» **Task statement**
Only lines containing the string "below" belong in the answer; copy all of them from the entries.

** Opening Available data block **

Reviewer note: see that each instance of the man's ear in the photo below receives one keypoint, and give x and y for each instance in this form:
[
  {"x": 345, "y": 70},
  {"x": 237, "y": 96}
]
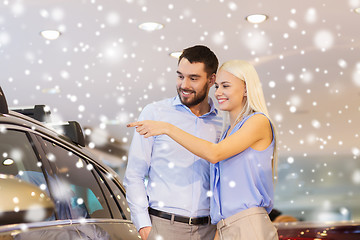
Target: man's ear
[{"x": 212, "y": 79}]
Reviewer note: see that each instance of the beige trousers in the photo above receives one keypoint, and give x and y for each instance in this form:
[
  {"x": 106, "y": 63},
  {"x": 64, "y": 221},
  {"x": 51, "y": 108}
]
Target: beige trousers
[
  {"x": 250, "y": 224},
  {"x": 163, "y": 229}
]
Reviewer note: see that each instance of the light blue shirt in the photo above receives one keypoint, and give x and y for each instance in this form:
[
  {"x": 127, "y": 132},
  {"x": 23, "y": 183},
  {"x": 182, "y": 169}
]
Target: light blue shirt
[
  {"x": 178, "y": 181},
  {"x": 242, "y": 181}
]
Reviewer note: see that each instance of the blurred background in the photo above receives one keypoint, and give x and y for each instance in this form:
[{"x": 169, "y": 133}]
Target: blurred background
[{"x": 111, "y": 58}]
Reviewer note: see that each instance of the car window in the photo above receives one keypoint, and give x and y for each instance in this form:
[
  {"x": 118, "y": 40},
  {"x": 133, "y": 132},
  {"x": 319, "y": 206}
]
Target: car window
[
  {"x": 74, "y": 185},
  {"x": 119, "y": 196},
  {"x": 115, "y": 210},
  {"x": 19, "y": 159},
  {"x": 17, "y": 154}
]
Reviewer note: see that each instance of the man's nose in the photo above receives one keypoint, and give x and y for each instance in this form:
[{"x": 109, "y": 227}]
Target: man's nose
[{"x": 186, "y": 83}]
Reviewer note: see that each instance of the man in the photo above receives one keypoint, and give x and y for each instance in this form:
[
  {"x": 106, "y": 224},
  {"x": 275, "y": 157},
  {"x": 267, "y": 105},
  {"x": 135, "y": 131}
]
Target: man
[{"x": 175, "y": 203}]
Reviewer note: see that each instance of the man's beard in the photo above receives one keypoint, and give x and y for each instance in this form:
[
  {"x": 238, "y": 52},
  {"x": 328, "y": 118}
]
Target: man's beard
[{"x": 197, "y": 98}]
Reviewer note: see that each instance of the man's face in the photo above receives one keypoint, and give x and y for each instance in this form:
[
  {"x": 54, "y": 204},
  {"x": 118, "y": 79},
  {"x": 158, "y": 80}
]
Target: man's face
[{"x": 192, "y": 82}]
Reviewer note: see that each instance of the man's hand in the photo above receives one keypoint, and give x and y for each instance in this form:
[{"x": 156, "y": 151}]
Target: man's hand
[
  {"x": 144, "y": 232},
  {"x": 217, "y": 237}
]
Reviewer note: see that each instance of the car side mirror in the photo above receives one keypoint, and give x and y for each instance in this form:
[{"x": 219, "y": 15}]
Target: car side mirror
[{"x": 23, "y": 202}]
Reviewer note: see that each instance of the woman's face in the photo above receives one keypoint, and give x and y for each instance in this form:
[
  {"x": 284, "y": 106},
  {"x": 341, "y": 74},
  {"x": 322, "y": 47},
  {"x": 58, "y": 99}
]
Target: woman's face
[{"x": 230, "y": 91}]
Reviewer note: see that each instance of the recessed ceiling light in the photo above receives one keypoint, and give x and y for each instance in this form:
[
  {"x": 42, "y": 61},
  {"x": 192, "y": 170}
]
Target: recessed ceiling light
[
  {"x": 50, "y": 34},
  {"x": 151, "y": 26},
  {"x": 8, "y": 162},
  {"x": 175, "y": 54},
  {"x": 256, "y": 18}
]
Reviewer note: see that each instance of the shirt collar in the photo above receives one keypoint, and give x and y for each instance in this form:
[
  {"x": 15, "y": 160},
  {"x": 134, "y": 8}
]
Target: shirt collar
[{"x": 177, "y": 102}]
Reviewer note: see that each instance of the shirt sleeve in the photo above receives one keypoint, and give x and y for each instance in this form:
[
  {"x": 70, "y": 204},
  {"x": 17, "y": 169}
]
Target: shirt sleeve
[{"x": 137, "y": 169}]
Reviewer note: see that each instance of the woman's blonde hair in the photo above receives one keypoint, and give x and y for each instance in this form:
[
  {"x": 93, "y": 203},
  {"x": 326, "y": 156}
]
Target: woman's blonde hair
[{"x": 255, "y": 101}]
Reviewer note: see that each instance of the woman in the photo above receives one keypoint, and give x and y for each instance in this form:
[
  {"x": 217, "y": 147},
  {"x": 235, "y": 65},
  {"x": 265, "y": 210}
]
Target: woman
[{"x": 243, "y": 162}]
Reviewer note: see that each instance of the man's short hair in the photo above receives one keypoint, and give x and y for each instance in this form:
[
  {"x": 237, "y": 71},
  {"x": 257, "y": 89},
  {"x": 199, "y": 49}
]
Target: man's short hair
[{"x": 201, "y": 54}]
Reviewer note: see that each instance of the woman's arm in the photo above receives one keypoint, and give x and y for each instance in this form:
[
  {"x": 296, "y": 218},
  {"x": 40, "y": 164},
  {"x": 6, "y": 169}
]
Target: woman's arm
[{"x": 254, "y": 131}]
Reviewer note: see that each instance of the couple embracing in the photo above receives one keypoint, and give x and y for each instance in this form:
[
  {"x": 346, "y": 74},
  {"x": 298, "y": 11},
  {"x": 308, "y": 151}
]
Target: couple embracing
[{"x": 203, "y": 182}]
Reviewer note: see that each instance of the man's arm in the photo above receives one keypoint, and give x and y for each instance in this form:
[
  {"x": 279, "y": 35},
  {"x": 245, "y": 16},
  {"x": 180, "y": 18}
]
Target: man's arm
[{"x": 136, "y": 171}]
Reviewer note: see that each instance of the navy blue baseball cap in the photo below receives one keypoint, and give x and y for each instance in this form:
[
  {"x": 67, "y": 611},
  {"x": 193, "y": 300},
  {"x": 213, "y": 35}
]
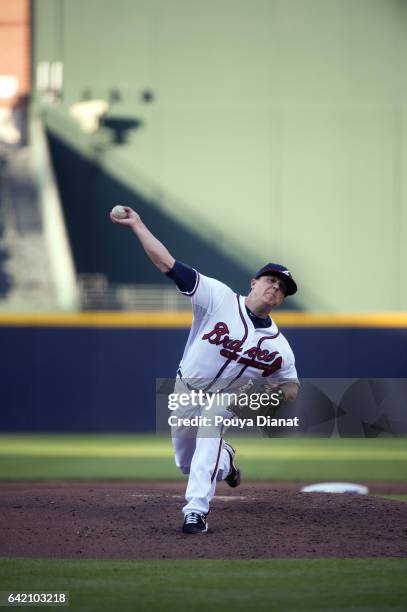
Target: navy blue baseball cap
[{"x": 281, "y": 272}]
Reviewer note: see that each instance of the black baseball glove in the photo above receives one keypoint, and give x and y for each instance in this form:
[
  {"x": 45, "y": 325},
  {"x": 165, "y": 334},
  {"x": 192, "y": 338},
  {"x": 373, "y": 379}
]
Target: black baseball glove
[{"x": 257, "y": 398}]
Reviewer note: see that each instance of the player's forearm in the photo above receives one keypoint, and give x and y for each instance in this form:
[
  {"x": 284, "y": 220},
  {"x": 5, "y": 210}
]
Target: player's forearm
[{"x": 155, "y": 250}]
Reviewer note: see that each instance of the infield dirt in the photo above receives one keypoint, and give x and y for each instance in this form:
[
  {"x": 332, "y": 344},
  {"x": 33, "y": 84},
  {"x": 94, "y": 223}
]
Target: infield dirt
[{"x": 142, "y": 520}]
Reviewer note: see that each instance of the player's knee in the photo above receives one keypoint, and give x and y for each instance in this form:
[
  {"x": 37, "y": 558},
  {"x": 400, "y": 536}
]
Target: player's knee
[{"x": 185, "y": 469}]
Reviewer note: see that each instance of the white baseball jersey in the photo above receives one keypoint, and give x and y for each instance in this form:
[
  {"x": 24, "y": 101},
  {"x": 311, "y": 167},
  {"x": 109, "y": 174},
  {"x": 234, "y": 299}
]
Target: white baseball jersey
[{"x": 224, "y": 347}]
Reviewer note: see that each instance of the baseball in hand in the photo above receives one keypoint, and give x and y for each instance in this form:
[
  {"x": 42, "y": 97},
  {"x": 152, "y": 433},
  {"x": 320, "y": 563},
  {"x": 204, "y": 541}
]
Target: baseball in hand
[{"x": 119, "y": 212}]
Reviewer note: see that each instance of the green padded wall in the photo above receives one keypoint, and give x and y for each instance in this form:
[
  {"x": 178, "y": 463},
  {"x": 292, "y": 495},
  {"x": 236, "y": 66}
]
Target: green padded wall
[{"x": 281, "y": 122}]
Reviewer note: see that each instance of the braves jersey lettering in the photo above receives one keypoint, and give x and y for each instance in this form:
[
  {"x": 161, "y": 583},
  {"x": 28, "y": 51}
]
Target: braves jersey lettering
[
  {"x": 225, "y": 348},
  {"x": 219, "y": 335}
]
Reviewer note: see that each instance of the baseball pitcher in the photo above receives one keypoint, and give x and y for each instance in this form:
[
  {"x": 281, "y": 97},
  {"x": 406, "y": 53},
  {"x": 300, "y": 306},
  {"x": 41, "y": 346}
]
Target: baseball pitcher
[{"x": 232, "y": 339}]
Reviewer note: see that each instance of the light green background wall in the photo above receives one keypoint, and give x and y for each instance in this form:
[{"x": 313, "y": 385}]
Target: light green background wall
[{"x": 284, "y": 122}]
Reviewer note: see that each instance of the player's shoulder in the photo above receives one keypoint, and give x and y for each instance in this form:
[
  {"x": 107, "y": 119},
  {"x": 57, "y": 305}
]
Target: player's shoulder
[
  {"x": 215, "y": 285},
  {"x": 281, "y": 338}
]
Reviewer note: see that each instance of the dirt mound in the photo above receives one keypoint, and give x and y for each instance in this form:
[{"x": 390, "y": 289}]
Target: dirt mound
[{"x": 142, "y": 520}]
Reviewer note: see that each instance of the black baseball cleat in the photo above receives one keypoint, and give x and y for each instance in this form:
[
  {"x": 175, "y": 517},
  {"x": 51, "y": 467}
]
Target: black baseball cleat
[
  {"x": 195, "y": 522},
  {"x": 233, "y": 478}
]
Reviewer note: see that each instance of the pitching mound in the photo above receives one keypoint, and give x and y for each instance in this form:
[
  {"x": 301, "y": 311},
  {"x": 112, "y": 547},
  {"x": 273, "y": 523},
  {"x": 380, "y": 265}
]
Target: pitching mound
[{"x": 142, "y": 520}]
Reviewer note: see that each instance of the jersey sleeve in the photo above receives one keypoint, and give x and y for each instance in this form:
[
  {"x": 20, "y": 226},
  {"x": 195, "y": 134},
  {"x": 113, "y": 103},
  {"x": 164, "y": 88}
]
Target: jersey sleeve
[
  {"x": 184, "y": 277},
  {"x": 207, "y": 294}
]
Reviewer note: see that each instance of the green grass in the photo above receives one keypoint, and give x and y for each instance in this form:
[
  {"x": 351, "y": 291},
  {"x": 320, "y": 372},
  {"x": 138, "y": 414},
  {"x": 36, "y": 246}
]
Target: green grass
[
  {"x": 288, "y": 584},
  {"x": 401, "y": 497},
  {"x": 112, "y": 456}
]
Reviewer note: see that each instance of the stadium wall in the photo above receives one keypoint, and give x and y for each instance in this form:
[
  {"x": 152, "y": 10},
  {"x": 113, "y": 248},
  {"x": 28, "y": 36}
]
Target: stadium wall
[
  {"x": 285, "y": 122},
  {"x": 97, "y": 373}
]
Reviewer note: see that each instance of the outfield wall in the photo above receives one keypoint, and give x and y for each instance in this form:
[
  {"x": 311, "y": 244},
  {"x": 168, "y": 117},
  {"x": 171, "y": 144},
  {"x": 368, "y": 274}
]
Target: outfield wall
[{"x": 97, "y": 373}]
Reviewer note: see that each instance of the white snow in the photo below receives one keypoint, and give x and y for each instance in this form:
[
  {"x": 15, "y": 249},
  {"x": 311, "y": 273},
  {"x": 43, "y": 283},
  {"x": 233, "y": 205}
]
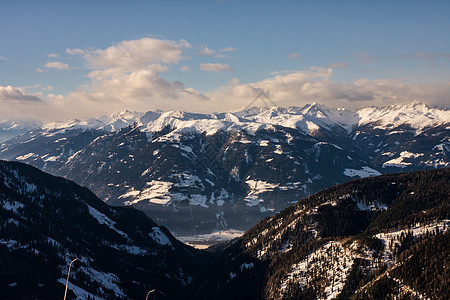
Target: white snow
[
  {"x": 80, "y": 294},
  {"x": 160, "y": 237},
  {"x": 246, "y": 266},
  {"x": 103, "y": 219},
  {"x": 398, "y": 162},
  {"x": 13, "y": 206},
  {"x": 364, "y": 172},
  {"x": 332, "y": 261},
  {"x": 26, "y": 156},
  {"x": 416, "y": 114},
  {"x": 203, "y": 241},
  {"x": 157, "y": 192}
]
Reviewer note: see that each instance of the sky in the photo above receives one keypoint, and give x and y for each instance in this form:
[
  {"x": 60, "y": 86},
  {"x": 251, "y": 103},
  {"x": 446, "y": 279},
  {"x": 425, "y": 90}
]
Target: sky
[{"x": 80, "y": 59}]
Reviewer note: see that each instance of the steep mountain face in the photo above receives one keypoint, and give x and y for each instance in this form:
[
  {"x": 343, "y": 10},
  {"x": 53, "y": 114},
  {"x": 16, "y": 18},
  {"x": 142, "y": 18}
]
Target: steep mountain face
[
  {"x": 384, "y": 237},
  {"x": 46, "y": 222},
  {"x": 198, "y": 172}
]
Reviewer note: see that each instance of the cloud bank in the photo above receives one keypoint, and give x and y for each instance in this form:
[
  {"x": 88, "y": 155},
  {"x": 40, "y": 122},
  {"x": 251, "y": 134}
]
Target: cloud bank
[{"x": 132, "y": 75}]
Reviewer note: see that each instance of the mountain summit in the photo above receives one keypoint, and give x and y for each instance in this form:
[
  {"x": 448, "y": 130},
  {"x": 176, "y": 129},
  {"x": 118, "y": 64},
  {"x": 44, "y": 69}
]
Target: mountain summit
[{"x": 200, "y": 172}]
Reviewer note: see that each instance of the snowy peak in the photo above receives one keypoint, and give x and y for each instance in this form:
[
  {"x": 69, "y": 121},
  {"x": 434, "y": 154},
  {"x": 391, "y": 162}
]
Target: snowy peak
[
  {"x": 308, "y": 119},
  {"x": 416, "y": 114}
]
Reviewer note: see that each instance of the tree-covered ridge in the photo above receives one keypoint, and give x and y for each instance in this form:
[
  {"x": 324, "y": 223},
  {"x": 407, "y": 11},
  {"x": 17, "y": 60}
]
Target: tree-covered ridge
[
  {"x": 46, "y": 222},
  {"x": 356, "y": 239}
]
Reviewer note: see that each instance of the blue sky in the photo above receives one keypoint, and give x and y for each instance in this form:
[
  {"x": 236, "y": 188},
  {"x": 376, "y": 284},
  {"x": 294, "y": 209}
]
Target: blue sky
[{"x": 65, "y": 59}]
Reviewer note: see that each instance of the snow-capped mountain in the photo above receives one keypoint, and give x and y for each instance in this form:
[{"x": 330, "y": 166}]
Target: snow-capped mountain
[
  {"x": 375, "y": 238},
  {"x": 199, "y": 172},
  {"x": 46, "y": 222}
]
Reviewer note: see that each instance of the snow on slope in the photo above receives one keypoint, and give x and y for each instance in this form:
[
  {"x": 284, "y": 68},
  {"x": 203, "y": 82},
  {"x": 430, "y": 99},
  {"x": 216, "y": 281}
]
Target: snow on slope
[
  {"x": 417, "y": 114},
  {"x": 307, "y": 119}
]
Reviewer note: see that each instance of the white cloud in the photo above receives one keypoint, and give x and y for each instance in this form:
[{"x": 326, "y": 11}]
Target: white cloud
[
  {"x": 337, "y": 65},
  {"x": 221, "y": 55},
  {"x": 136, "y": 54},
  {"x": 302, "y": 87},
  {"x": 228, "y": 49},
  {"x": 215, "y": 67},
  {"x": 294, "y": 55},
  {"x": 75, "y": 51},
  {"x": 205, "y": 52},
  {"x": 12, "y": 94},
  {"x": 57, "y": 65},
  {"x": 14, "y": 102},
  {"x": 365, "y": 57},
  {"x": 185, "y": 68}
]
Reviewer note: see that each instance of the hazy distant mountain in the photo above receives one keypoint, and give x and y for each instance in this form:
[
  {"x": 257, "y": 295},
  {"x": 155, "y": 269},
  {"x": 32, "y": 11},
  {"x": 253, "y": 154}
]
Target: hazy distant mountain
[
  {"x": 200, "y": 172},
  {"x": 12, "y": 128}
]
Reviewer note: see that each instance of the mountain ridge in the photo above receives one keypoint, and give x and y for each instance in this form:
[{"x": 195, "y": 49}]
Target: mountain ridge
[{"x": 206, "y": 170}]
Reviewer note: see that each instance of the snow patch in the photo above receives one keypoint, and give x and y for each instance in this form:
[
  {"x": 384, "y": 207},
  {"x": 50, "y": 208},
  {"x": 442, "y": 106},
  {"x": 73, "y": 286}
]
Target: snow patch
[{"x": 364, "y": 172}]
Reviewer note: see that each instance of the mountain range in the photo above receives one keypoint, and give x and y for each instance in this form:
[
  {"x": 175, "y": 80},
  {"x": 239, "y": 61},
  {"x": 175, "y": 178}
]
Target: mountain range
[
  {"x": 383, "y": 237},
  {"x": 196, "y": 173}
]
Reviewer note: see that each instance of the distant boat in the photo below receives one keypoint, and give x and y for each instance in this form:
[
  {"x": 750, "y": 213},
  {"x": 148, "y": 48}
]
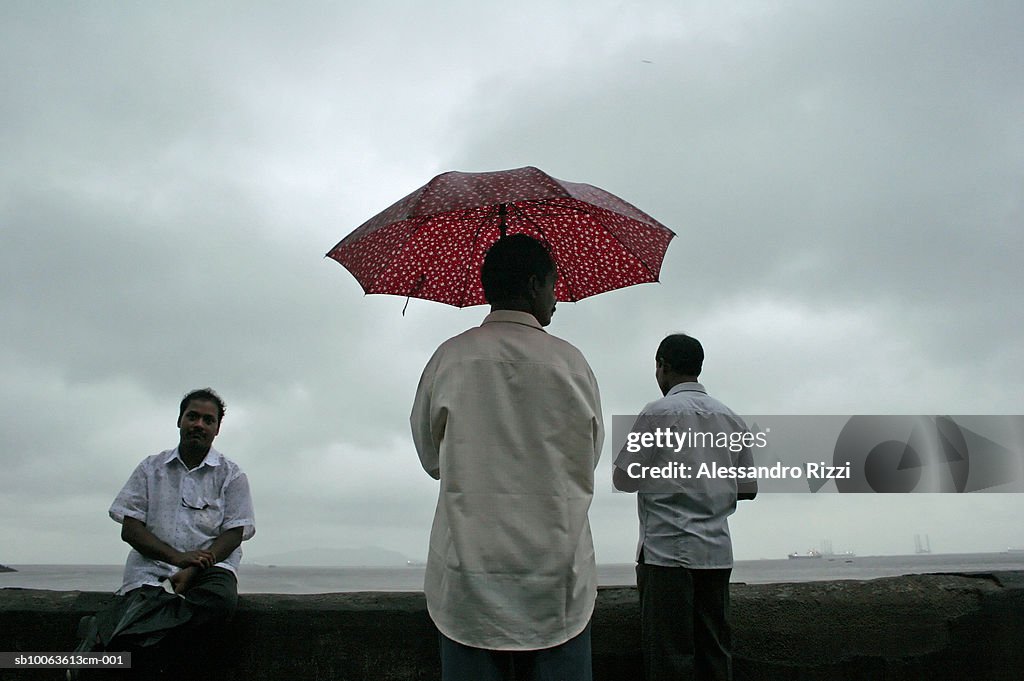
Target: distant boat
[{"x": 920, "y": 546}]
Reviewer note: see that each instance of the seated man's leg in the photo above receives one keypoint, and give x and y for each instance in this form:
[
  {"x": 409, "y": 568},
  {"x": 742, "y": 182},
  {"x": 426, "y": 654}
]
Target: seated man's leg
[{"x": 213, "y": 595}]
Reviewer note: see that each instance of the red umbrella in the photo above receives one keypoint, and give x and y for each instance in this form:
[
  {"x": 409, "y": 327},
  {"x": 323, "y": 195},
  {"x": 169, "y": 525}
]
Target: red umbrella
[{"x": 431, "y": 244}]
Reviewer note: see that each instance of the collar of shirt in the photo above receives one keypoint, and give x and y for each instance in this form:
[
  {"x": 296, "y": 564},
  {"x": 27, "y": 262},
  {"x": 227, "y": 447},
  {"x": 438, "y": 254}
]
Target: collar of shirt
[
  {"x": 513, "y": 316},
  {"x": 686, "y": 387},
  {"x": 212, "y": 458}
]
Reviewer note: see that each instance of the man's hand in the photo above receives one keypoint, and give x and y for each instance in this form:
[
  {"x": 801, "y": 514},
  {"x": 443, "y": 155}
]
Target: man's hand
[
  {"x": 199, "y": 558},
  {"x": 182, "y": 580}
]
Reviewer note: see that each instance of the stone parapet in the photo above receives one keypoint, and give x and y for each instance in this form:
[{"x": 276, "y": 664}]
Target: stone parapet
[{"x": 915, "y": 627}]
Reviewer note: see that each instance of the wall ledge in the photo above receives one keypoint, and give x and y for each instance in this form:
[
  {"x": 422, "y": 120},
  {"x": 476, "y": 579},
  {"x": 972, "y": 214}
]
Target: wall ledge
[{"x": 944, "y": 626}]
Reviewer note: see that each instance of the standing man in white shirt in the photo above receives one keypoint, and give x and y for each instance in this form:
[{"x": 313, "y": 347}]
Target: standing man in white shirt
[
  {"x": 684, "y": 556},
  {"x": 508, "y": 418},
  {"x": 184, "y": 512}
]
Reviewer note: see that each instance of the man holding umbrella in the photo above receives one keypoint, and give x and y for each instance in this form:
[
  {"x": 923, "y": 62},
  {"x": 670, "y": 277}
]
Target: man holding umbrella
[{"x": 508, "y": 418}]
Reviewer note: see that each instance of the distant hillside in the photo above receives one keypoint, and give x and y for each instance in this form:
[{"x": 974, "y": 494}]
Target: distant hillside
[{"x": 368, "y": 556}]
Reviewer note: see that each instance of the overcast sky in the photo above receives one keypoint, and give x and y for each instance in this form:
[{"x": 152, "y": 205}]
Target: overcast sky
[{"x": 845, "y": 179}]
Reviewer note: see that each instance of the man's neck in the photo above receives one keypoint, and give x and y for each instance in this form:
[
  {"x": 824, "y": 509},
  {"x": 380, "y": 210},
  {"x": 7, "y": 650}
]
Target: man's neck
[{"x": 192, "y": 457}]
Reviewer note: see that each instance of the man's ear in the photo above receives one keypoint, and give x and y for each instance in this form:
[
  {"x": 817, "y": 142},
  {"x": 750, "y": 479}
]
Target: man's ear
[{"x": 534, "y": 286}]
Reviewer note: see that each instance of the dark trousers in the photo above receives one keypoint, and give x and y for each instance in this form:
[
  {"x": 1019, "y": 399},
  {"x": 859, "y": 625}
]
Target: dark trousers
[
  {"x": 568, "y": 662},
  {"x": 145, "y": 615},
  {"x": 684, "y": 618}
]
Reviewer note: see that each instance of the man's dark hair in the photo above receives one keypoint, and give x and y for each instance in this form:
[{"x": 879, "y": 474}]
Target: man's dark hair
[
  {"x": 681, "y": 353},
  {"x": 203, "y": 394},
  {"x": 509, "y": 264}
]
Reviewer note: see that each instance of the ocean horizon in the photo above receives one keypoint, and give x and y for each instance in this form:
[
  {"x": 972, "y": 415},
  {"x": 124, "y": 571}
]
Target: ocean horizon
[{"x": 254, "y": 578}]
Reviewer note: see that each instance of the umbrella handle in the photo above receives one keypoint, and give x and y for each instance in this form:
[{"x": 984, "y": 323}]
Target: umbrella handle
[{"x": 503, "y": 211}]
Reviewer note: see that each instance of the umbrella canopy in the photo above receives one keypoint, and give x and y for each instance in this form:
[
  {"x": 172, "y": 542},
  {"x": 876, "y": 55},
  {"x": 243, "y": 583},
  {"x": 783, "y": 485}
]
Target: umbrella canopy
[{"x": 431, "y": 244}]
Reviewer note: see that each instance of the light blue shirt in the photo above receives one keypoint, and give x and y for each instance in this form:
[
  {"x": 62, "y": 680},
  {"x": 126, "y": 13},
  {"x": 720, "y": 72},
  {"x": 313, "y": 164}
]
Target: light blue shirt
[
  {"x": 689, "y": 528},
  {"x": 185, "y": 509}
]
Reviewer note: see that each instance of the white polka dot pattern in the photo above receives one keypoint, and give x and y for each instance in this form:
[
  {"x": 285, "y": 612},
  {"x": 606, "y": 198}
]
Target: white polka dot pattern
[{"x": 431, "y": 244}]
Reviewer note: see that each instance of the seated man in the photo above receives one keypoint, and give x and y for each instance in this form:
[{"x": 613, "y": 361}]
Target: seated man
[{"x": 184, "y": 512}]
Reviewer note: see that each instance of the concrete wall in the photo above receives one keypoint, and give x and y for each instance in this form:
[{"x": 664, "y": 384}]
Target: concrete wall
[{"x": 919, "y": 627}]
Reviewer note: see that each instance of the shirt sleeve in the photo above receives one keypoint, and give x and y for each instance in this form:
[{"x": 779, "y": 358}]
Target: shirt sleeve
[
  {"x": 635, "y": 450},
  {"x": 428, "y": 422},
  {"x": 239, "y": 507},
  {"x": 133, "y": 500},
  {"x": 598, "y": 420}
]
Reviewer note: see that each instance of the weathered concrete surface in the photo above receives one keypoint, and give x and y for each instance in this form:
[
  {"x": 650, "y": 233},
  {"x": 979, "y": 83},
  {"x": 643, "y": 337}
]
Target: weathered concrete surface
[{"x": 920, "y": 627}]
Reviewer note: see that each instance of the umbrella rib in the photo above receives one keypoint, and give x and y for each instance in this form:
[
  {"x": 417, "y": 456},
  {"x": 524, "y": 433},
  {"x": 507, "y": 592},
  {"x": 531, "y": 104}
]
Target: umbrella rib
[
  {"x": 540, "y": 230},
  {"x": 626, "y": 249},
  {"x": 480, "y": 225}
]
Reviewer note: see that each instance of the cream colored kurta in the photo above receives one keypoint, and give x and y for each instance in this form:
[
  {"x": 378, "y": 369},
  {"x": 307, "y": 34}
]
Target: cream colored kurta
[{"x": 509, "y": 419}]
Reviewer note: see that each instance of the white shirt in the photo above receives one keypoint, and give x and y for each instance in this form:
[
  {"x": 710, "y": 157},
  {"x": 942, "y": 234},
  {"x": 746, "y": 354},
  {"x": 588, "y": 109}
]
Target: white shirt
[
  {"x": 509, "y": 418},
  {"x": 185, "y": 509},
  {"x": 689, "y": 528}
]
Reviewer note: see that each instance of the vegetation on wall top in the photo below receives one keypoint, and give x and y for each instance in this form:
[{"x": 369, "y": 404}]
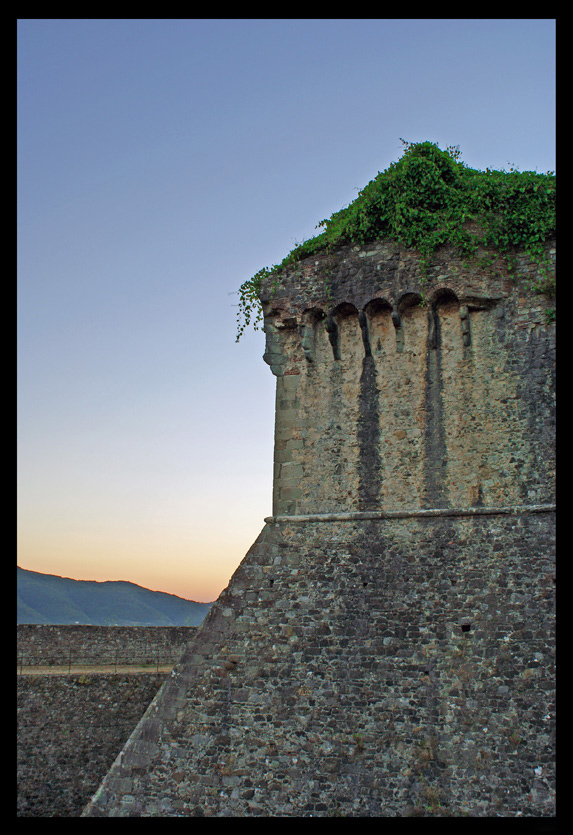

** Closing Available data block **

» **Exercise answer**
Reviewer note: see that each instance of the man's ear in the photo below receives one keypoint, and give x and y for each instance in this form:
Reviewer note: see that each instance of the navy blue baseball cap in the photo below receives one keypoint, and give x and y for each instance in this form:
Reviewer note: see that each instance of the white snow in the photo below receives one keypoint, and give x and y for each instance in this form:
Reviewer note: see that each instance of the distant boat in the photo below receives one keypoint, and give x and y for each instance in this form:
Reviewer note: see that each instance of the vegetation on wall top in the photo below receives one keypoint, and give x and y for each instance in this form:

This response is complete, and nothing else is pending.